*** Input for this task ***

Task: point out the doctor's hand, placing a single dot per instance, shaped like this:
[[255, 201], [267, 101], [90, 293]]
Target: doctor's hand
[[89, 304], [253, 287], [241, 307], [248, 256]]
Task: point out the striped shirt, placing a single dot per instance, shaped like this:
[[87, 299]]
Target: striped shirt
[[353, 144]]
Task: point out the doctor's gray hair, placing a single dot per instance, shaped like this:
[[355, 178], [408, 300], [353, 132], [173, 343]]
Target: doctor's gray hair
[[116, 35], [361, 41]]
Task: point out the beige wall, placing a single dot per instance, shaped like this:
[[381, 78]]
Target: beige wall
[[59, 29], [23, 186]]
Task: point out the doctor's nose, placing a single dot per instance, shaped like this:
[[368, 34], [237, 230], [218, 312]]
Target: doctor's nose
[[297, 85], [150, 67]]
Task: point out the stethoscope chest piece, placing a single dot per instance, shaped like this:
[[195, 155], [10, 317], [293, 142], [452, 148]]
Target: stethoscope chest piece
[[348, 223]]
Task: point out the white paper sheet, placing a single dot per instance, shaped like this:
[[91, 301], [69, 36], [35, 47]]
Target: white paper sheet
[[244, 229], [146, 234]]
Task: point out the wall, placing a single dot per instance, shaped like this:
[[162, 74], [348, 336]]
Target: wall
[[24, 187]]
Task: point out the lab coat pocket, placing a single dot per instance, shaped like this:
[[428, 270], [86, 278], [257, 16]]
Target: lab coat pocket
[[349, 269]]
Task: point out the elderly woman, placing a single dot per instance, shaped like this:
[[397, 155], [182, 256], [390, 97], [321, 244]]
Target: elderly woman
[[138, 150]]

***
*** Input for this task ***

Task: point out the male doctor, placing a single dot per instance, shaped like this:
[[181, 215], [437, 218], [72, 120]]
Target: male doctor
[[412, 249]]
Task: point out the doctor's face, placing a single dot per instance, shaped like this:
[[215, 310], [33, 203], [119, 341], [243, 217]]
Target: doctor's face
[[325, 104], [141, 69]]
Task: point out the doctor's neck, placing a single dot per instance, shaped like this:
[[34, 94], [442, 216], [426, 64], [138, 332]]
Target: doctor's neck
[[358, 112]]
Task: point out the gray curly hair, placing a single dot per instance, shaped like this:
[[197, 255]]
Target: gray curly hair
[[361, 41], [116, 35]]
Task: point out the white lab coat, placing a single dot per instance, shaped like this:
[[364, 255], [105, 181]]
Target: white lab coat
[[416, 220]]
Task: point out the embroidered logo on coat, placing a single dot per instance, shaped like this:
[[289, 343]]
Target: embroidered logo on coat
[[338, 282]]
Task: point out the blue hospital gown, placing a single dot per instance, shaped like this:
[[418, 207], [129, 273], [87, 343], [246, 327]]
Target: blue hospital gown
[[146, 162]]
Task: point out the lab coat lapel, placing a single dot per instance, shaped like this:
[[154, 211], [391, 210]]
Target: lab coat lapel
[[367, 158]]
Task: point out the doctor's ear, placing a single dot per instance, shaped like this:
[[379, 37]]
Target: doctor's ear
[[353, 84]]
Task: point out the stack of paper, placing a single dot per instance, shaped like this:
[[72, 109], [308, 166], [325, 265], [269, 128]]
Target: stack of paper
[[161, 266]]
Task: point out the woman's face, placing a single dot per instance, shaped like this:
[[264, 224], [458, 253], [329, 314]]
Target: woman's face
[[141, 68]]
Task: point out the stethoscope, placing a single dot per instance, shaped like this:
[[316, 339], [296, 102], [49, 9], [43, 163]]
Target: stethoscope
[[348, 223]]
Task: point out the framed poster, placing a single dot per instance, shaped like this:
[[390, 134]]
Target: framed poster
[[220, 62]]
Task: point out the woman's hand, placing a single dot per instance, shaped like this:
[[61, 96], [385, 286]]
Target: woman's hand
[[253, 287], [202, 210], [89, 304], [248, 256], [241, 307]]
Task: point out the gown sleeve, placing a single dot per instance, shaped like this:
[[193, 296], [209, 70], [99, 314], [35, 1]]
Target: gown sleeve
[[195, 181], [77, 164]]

***

Of all the entries above, output exactly the lines between the one holding "Target: striped shirt" and the one holding "Task: point out the doctor's nose, placing", inclusive.

● **Result of this exercise**:
Target: striped shirt
[[353, 144]]
Task: point out the doctor's gray hair, placing a single dot per instance, shaped like this:
[[355, 178], [408, 300], [353, 132], [173, 343]]
Target: doctor's gray hair
[[116, 35], [361, 41]]
Task: point out the beige wall, placing a single dot per instance, shaped like this:
[[381, 78]]
Target: beige wall
[[59, 29], [23, 186]]
Task: point out the doctor's nose, placing a single dot per instance, shaped like this:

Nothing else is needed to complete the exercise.